* [Excerpt to read]
----------------------------------------

Take Enhanced Control of Your Log Data With Datadog Log Workspaces | Datadog

Take enhanced control of your log data with Datadog Log Workspaces

Author Aaron Kaplan
Author Jason Manson-Hing

Published: June 26, 2024

Security, operations, and development teams rely more and more on the ability to efficiently query logs. As these teams investigate incidents, troubleshoot issues, and monitor the health, performance, and usage of their systems, delving into log data can often be a matter of urgency. But it can also be a cumbersome task: Modern, distributed systems and applications churn out logs from innumerable components, and teams must frequently cross-reference logs from multiple sources in order to translate microservice events into cohesive visibility. The sheer volume of log data, combined with the inconsistent and frequently unpredictable ways in which it is structured, complicates analysis. Many teams resort to using scattered, highly specialized tools to comb through mountains of log data and tease out insights. Others adopt proprietary query languages, turning anything beyond the simplest kind of search into a specialist skill.

To address these challenges and help organizations take greater control over their log data, we’re pleased to introduce Datadog Log Workspaces. Log Workspaces expands on the powerful capabilities offered by the Datadog Log Explorer, which helps teams swiftly and easily navigate enormous volumes of log data in a point-and-click interface, with an expanded suite of tools in a fluid, collaborative environment. With Log Workspaces, teams can easily dive deep into their log data by flexibly and collaboratively querying, joining, and transforming it.

This post will explore how Log Workspaces lets you seamlessly parse and enrich log data from any number of sources, helping anyone in your organization easily analyze that data in clear and declarative terms using SQL, natural language, and Datadog’s visualizations.

----------------------------------------

* [Lines of data]
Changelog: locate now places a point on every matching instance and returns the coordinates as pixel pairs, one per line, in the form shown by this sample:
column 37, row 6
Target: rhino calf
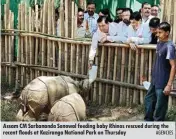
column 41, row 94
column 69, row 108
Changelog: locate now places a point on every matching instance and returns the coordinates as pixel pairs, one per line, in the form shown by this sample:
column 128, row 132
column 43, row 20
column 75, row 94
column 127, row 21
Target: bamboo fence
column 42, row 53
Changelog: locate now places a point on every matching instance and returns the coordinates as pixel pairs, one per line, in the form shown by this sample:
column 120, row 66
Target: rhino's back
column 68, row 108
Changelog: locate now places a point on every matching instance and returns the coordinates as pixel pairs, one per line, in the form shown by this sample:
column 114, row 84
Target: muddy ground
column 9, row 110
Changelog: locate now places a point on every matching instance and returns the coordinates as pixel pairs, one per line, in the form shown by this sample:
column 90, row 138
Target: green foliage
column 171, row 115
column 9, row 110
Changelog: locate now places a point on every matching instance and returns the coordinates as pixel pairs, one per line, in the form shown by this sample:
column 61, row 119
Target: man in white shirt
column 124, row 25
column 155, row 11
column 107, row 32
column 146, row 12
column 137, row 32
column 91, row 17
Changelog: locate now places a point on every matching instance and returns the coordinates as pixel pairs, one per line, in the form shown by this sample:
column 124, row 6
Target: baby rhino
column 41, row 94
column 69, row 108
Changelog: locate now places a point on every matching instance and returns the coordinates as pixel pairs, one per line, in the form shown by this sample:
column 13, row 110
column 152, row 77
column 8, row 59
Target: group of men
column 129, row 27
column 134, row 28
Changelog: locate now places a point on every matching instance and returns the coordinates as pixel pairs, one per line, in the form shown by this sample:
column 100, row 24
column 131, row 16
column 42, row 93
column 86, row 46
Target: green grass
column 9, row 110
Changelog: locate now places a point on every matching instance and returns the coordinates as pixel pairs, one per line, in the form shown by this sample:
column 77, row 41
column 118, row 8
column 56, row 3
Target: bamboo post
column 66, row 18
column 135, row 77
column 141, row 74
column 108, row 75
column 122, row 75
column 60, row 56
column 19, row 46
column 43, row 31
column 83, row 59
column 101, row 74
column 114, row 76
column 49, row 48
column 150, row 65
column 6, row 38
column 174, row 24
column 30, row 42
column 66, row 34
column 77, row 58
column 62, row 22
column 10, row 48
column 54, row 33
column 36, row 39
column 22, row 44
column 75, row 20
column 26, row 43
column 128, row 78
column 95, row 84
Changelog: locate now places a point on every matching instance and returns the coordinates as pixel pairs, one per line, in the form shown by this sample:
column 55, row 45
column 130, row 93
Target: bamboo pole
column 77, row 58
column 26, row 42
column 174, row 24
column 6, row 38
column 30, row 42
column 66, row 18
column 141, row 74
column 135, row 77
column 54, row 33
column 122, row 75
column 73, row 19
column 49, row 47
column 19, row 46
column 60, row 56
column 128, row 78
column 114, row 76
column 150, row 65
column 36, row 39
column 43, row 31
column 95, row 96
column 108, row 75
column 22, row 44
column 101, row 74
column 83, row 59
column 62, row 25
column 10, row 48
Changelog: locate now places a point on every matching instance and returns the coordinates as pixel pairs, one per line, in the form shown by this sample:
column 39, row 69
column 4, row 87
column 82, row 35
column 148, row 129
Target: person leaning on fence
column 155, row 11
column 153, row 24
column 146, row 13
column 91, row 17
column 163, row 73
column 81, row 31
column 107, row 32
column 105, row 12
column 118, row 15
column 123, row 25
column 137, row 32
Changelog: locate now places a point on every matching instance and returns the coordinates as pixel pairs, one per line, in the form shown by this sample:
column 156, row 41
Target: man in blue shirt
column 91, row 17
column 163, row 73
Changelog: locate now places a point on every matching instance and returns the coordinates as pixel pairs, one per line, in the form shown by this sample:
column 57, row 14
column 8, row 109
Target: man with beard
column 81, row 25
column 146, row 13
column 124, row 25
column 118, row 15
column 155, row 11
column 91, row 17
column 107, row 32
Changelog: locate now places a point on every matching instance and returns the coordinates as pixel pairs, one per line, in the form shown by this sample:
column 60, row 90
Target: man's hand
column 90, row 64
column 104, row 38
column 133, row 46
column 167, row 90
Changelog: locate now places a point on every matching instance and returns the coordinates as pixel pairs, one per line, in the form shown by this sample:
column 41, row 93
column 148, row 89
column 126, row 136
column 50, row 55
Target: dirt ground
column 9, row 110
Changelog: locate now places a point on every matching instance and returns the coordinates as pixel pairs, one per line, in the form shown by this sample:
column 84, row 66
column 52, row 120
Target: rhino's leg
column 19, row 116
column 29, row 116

----------------------------------------

* [Set tasks]
a: Return everything from "To address these" down to "and Datadog’s visualizations." in the Log Workspaces post, copied word for word.
b: Write the next part of the Log Workspaces post, picking up right after its final sentence.
You will not need the material for anything here.

* [Responses to the tasks]
a:
To address these challenges and help organizations take greater control over their log data, we’re pleased to introduce Datadog Log Workspaces. Log Workspaces expands on the powerful capabilities offered by the Datadog Log Explorer, which helps teams swiftly and easily navigate enormous volumes of log data in a point-and-click interface, with an expanded suite of tools in a fluid, collaborative environment. With Log Workspaces, teams can easily dive deep into their log data by flexibly and collaboratively querying, joining, and transforming it.

This post will explore how Log Workspaces lets you seamlessly parse and enrich log data from any number of sources, helping anyone in your organization easily analyze that data in clear and declarative terms using SQL, natural language, and Datadog’s visualizations.

b:
Seamlessly parse and enrich log data from any number of sources

As software architectures grow in complexity and organizations collect ever-expanding volumes of logs, the ability to quickly and flexibly draw complex correlations between log data from many different sources becomes increasingly important. But this type of analysis often entails composing lengthy, convoluted queries—a time-consuming process that can create confusion as teams work together to capture insights from their data.

Log Workspaces helps teams query their logs flexibly and in depth, without constraint. It empowers virtually anyone in your organization to home in on log data from any number of sources, enrich it, and mold it into easily queryable forms for open-ended and declarative analysis.

Let’s say you’re overseeing transactions for a financial trading platform. You want to take a closer look at failed transactions and understand the business impact, in dollars, of these failures. To do so, you need to compare logs from two separate services: trade-receiver, which is responsible for fielding trade requests, and trade-finalizer, which fulfills them. By examining logs from trade-receiver in the Log Explorer, you discover that there is a log for each trade request with a message that begins Streaming trade request…. By querying trade-receiver logs containing this pattern, you’re able to isolate a record of all trade requests.

Using the Log Explorer to obtain a record of streaming events from a microservice.

From here, you open your query in Log Workspaces to continue your investigation. Log Workspaces provides a fluid, declarative, and collaboration-friendly interface for delving deeply into your log data. You can create a new Workspace from scratch or by exporting a query from the Log Explorer.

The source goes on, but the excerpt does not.